- _TASK TO CARRY OUT_
Copy the items below, starting at the line that contains "Find and mark blue backpack" and ending at the line that contains "[28,645,67,673]". Substitute "in the image shown" for "in the above picture" and change nothing else.

Items from a labeling collection
====================
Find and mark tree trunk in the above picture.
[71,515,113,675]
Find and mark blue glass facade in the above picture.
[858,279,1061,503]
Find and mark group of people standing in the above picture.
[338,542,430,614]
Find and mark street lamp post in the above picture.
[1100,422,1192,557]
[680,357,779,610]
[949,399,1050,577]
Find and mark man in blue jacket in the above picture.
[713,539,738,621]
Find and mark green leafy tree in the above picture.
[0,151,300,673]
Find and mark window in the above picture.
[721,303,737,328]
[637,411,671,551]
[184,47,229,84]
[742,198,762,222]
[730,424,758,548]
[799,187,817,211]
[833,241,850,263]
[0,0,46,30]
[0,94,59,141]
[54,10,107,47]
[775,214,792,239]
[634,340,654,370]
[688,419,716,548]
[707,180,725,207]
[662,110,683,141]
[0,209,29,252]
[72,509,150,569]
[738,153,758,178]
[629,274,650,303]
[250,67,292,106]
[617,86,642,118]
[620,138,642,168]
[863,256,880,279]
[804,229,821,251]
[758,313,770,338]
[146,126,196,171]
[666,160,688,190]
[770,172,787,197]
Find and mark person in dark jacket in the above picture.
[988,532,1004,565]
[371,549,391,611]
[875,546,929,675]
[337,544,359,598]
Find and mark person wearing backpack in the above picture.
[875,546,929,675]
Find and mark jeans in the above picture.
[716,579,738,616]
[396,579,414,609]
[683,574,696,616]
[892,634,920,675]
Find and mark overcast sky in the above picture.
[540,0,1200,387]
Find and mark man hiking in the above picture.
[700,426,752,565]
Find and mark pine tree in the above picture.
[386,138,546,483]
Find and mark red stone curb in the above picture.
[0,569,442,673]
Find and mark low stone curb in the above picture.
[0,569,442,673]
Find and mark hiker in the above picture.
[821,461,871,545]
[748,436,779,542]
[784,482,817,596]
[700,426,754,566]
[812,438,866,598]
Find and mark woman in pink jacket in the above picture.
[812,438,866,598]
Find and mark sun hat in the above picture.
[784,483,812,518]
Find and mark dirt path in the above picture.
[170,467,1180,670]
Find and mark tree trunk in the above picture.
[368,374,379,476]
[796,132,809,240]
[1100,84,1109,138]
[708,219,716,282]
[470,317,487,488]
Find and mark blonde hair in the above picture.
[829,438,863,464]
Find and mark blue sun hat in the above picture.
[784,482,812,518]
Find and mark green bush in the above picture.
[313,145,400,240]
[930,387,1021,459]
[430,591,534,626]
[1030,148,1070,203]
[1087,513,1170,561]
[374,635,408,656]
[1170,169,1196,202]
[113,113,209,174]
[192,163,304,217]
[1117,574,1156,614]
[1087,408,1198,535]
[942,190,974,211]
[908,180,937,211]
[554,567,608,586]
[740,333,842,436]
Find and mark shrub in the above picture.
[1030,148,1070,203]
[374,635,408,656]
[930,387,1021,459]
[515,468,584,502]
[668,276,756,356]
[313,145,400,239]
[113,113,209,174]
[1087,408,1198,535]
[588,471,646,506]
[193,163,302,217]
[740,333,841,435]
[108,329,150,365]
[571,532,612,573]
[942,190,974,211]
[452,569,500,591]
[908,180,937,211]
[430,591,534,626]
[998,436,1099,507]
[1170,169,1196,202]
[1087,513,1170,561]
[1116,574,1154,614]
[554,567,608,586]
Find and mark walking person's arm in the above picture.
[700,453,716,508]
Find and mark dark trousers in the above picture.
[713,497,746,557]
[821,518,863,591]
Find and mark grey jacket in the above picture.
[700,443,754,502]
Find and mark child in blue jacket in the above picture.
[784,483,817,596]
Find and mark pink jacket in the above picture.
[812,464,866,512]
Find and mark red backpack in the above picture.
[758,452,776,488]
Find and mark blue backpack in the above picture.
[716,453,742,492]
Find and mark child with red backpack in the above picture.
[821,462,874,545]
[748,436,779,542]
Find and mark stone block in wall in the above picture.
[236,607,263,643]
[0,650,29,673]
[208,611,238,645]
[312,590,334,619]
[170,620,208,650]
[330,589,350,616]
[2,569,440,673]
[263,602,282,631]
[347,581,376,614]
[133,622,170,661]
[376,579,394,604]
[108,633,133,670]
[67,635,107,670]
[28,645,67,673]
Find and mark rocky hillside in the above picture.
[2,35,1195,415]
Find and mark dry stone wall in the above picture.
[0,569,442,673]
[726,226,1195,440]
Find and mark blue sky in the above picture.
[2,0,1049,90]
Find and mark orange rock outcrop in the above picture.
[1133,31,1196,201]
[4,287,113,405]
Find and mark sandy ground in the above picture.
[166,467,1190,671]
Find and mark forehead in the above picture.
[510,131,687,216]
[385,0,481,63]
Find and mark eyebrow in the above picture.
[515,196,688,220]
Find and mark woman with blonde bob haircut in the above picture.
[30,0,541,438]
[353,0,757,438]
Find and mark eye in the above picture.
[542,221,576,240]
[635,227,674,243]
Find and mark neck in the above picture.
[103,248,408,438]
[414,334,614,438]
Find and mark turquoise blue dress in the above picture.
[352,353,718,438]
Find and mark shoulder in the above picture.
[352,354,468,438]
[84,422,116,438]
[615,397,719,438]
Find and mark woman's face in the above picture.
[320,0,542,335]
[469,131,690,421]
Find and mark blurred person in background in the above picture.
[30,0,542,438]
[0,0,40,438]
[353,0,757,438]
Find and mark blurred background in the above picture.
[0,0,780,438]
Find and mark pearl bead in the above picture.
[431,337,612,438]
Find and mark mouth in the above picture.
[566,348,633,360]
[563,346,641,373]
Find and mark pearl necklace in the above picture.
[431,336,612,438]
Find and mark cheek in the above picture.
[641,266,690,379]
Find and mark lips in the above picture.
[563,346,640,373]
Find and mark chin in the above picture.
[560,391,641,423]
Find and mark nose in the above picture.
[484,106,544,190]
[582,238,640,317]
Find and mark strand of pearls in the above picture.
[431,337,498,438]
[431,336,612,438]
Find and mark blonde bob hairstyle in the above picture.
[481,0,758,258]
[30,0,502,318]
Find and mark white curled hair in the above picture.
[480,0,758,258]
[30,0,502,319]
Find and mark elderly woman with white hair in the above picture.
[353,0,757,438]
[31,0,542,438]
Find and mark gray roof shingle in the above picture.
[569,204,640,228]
====================
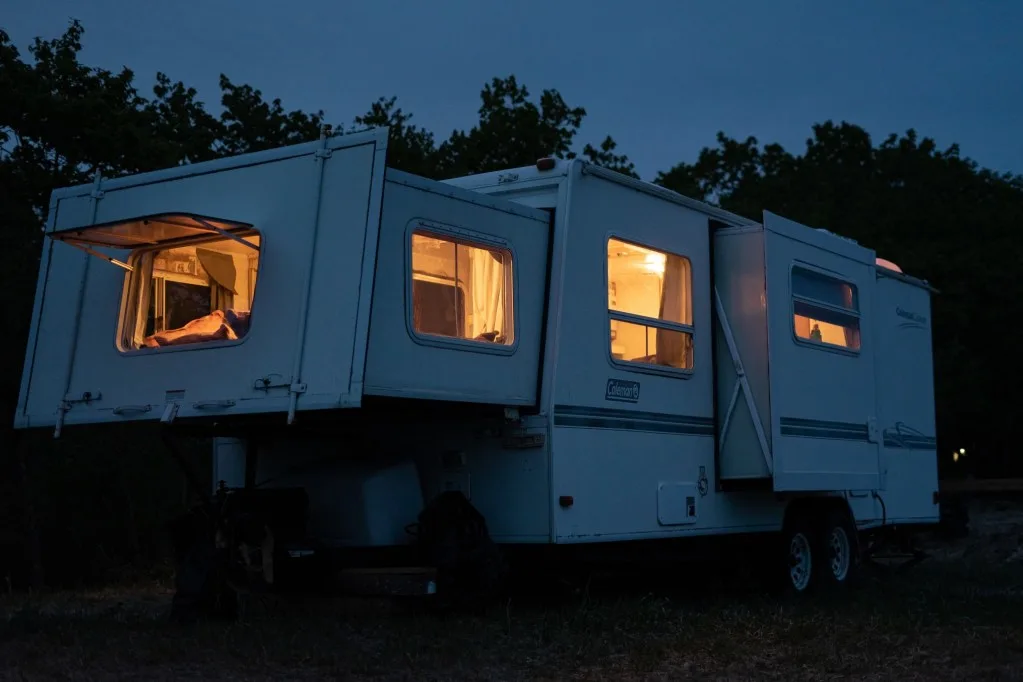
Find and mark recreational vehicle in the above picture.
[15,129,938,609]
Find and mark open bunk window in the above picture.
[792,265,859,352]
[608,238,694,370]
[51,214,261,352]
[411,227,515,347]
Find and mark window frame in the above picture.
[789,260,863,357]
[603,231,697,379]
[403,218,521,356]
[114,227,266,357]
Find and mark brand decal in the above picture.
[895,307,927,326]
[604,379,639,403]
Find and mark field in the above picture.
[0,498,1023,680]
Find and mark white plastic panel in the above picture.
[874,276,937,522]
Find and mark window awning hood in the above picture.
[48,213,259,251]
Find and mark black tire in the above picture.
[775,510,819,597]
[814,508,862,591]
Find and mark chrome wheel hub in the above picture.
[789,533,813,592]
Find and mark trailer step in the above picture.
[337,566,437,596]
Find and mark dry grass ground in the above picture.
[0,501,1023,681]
====================
- _TASK SOLUTION_
Find and mark blue backpack in the image shown.
[716,453,742,492]
Find and mark child with red backpack in the image shown.
[821,462,874,545]
[748,436,779,542]
Find and mark stone block in wall in the image shown.
[236,607,263,643]
[0,650,29,673]
[208,611,238,645]
[312,590,334,619]
[170,620,208,650]
[330,589,350,616]
[2,569,440,673]
[263,602,282,631]
[347,581,376,614]
[133,622,170,661]
[376,579,394,604]
[108,633,133,670]
[67,635,107,670]
[28,645,67,673]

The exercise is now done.